• [ZADANIE A]:
Zamień akapit fragmentu zaczynający się od słów „Shogun 2: Total War ma być artystyczny” na krótszą listę punktów z jego głównymi faktami.
• [ZADANIE B]:
Pociągnij dalej fragment o grze Shogun 2: Total War, zaczynając od miejsca, w którym się urywa.

• [FRAGMENT]:
++++

Shogun 2: Total War

Kiedy Creative Assembly ogłosiło, że pracuje nad kontynuacją cyklu Total War, wszyscy wielbiciele tej serii wydali okrzyk radości. Pytanie brzmiało tylko: "nad kontynuacją której części dokładnie?".

W końcu poznaliśmy odpowiedź, która najbardziej ucieszyła tych o skośnookim charakterze. Pierwsze zapowiedzi były zagadkowe. Creative Assembly zakomunikowało: "pracujemy nad kolejną odsłoną serii Total War, zamierzamy wrócić w niej do okresu sprzed wynalezienia prochu". Spekulowano, że może chodzi o Rome 2: Total war? A może o Medieval 2: Total War? Nie, chodziło o Shogun 2: Total war. Wracamy do średniowiecznej Japonii!

Dokładnie rzecz biorąc, do Japonii z 1545 roku (okres sengoku-jidai). To czas tuż przed przejęciem władzy przez Nobunaga Odę, którego rządy odwróciły losy Kraju Kwitnącej Wiśni. Jednak tym razem losy będziesz mógł odwrócić ty, wcielając się przywódcę jednego z dziewięciu klanów, tzw. daimyo.

Reklama

Shogun 2: Total War ma być artystyczny jak żadna inna gra z serii. Twórcy określają go jako projekt, w którym sztuka odgrywa wielką rolę - i to widać na udostępnionych dotąd materiałach. Część zespołu, odpowiedzialna właśnie za elementy artystyczne, spędziła cały rok na studiowaniu pochodzących z Japonii materiałów i rysunków, dzięki czemu udało się stworzyć całe mnóstwo grafik, które pojawią się w grze na poszczególnych ekranach czy jako ikony jednostek.

++++

• [REKORDY]:
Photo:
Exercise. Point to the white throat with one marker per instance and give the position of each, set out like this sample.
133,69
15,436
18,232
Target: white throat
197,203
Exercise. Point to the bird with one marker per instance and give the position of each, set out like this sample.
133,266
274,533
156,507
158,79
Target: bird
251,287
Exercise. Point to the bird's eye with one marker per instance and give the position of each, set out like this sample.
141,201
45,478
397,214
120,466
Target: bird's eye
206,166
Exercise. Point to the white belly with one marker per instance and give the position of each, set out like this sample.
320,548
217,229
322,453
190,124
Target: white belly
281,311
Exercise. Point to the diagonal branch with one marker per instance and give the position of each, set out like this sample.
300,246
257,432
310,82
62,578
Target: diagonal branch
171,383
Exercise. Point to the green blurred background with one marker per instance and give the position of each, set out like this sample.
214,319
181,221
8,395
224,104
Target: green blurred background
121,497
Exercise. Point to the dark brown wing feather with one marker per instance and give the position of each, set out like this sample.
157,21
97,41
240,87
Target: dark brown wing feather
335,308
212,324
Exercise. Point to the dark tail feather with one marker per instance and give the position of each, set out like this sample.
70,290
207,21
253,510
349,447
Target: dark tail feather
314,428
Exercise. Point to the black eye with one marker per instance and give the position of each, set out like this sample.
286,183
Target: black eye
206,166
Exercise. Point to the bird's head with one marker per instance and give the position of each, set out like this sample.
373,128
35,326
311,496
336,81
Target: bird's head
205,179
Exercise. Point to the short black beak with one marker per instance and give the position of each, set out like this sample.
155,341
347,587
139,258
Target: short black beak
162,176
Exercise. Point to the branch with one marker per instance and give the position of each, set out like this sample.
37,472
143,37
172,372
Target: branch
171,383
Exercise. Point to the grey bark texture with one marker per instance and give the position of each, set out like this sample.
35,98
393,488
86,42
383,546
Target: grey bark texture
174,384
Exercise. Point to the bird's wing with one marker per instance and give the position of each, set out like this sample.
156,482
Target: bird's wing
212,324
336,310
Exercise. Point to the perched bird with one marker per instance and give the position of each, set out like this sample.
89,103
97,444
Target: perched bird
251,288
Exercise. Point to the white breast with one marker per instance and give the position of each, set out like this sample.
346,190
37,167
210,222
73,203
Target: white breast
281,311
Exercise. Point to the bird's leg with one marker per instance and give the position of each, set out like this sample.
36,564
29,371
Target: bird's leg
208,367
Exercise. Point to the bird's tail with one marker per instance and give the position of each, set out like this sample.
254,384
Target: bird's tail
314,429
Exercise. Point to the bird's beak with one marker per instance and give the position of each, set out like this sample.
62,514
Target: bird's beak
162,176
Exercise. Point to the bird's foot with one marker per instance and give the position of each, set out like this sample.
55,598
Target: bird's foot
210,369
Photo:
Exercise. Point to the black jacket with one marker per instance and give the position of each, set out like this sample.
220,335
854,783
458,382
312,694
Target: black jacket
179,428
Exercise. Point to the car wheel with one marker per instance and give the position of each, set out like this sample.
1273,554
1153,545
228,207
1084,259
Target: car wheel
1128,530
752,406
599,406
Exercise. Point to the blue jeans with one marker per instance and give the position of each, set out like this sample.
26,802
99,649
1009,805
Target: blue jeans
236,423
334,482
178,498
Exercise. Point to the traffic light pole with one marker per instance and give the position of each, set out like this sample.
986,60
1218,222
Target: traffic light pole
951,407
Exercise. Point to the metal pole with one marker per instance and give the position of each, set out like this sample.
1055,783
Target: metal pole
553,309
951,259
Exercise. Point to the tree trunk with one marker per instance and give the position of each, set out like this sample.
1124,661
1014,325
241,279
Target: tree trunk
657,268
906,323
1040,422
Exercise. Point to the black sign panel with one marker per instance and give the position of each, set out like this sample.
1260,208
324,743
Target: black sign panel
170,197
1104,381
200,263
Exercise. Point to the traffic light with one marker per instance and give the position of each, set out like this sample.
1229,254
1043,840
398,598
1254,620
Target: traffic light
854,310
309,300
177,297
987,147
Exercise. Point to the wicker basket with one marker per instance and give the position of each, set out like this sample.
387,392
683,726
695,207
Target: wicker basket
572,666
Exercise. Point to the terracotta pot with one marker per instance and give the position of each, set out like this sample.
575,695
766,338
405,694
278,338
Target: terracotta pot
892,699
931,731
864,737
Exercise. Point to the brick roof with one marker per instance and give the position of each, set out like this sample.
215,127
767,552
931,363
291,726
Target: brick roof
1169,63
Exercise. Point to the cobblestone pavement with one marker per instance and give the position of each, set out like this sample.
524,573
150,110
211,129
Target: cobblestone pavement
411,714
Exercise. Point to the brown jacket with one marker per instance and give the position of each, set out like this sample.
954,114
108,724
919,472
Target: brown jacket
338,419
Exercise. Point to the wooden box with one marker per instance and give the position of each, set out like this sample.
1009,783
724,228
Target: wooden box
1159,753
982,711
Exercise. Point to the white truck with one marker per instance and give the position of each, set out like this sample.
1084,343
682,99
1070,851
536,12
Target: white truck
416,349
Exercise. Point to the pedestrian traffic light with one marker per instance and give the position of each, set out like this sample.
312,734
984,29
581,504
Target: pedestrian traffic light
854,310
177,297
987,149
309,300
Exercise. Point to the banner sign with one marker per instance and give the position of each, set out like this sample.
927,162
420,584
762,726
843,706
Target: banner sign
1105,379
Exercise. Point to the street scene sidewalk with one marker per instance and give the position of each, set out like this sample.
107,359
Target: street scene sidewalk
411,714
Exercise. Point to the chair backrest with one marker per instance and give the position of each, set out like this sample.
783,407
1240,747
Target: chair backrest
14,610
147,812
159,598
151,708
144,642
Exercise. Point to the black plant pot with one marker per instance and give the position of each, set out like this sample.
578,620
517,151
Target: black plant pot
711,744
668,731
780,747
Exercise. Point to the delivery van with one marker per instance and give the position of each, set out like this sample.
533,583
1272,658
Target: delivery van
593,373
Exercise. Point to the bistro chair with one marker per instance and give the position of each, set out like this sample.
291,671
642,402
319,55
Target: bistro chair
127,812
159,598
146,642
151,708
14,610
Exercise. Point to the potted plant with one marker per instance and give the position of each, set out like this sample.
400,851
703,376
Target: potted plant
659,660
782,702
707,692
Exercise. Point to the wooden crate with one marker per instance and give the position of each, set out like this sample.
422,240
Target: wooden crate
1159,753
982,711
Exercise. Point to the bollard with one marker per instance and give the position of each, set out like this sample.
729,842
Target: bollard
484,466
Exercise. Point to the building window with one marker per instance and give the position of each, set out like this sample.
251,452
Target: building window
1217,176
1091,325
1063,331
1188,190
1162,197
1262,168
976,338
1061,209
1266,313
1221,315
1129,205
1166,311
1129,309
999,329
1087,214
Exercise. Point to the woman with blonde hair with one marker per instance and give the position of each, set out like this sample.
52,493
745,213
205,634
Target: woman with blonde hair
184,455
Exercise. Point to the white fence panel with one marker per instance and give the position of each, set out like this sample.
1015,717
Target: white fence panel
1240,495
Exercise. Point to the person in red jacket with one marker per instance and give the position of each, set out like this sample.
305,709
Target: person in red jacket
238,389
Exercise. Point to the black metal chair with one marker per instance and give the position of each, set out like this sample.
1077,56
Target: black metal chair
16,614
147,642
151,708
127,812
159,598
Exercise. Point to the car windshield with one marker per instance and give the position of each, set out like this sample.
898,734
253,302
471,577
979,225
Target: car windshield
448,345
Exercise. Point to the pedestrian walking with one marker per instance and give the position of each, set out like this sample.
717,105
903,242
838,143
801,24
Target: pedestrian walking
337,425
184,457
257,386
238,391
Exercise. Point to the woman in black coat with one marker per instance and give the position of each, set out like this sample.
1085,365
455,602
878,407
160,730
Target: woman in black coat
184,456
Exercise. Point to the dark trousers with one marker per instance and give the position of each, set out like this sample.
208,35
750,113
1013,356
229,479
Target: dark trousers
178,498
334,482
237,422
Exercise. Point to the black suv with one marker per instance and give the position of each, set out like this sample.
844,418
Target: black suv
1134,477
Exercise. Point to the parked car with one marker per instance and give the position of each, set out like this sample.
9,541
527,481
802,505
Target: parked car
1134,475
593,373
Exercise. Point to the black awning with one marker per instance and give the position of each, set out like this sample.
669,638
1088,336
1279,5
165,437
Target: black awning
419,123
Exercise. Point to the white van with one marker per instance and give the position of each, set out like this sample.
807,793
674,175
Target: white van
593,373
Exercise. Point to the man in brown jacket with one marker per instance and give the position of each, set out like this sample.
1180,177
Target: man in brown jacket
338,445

++++

• [OCZEKIWANY WYNIK A]:
- Shogun 2: Total War ma być artystyczny jak żadna inna gra z serii.
- Twórcy nazywają go projektem, w którym sztuka odgrywa wielką rolę, co widać na udostępnionych dotąd materiałach.
- Część zespołu odpowiedzialna za elementy artystyczne przez cały rok studiowała materiały i rysunki z Japonii.
- Dzięki temu powstało mnóstwo grafik, które pojawią się w grze na ekranach i jako ikony jednostek.

• [OCZEKIWANY WYNIK B]:
Jednak nie tylko dwuwymiarowe grafiki robią wrażenie. Równie piękne będą walki, rozgrywające się - jak zwykle - w pełnym trójwymiarze. Autorzy popracowali nad silnikiem, dzięki czemu teraz będziesz mógł zaobserwować: drzewa pełne kwiatów, efekty pogodowe realistyczne jak nigdy dotąd czy ładniejszy ogień. Wrażenie zrobią także podmokłe tereny, błyszczące się od wody niczym prawdziwe.

Superszczegółowe będą same jednostki. Niektóre jednostki będą biły rekordy pod względem złożoności - znajdą się takie, które będą się składały nawet z tysiąca polygonów (w żadnej z poprzedniczek nie udało się osiągnąć takiego wyniku!). Nieźle prezentuje się także liczba jednostek, które będą się mogły znaleźć jednocześnie na ekranie - będzie ich nawet 56 tysięcy, podczas gdy w wydanym niedawno Napoleonie: Total War mogło ich być raptem 10 tysięcy.

Niestety rodzajów jednostek będzie z kolei mniej niż w poprzednich grach z serii Total War. Panowie z Creative Assembly zapowiadają ich niewiele ponad 30 typów. Nie dzieje się tak jednak dlatego, że projektantów dopadł leń, ale dlatego, że zespół uznał, iż tym razem lepiej będzie się skupić na mniejszej liczbie rodzajów wojsk i dopracować ich mocne oraz słabe strony (teraz w walkach więcej będzie zabawy w kamień, papier i nożyczki). Nie będzie więc mnóstwa wojaków o podobnie brzmiących nazwach, z odrobinę innymi umiejętnościami - każdy z nich będzie całkiem inny.

Przebudowano totalnie oblężenia, dopasowując strategie działania do tych, które panowały w tego typu potyczkach w średniowiecznej Japonii. Pojawią się trzy typy fortec: położone w górach, położone na szczycie oraz położone na płaskim terenie. Każdą z nich będzie się atakowało inaczej i inaczej także będzie się ich broniło.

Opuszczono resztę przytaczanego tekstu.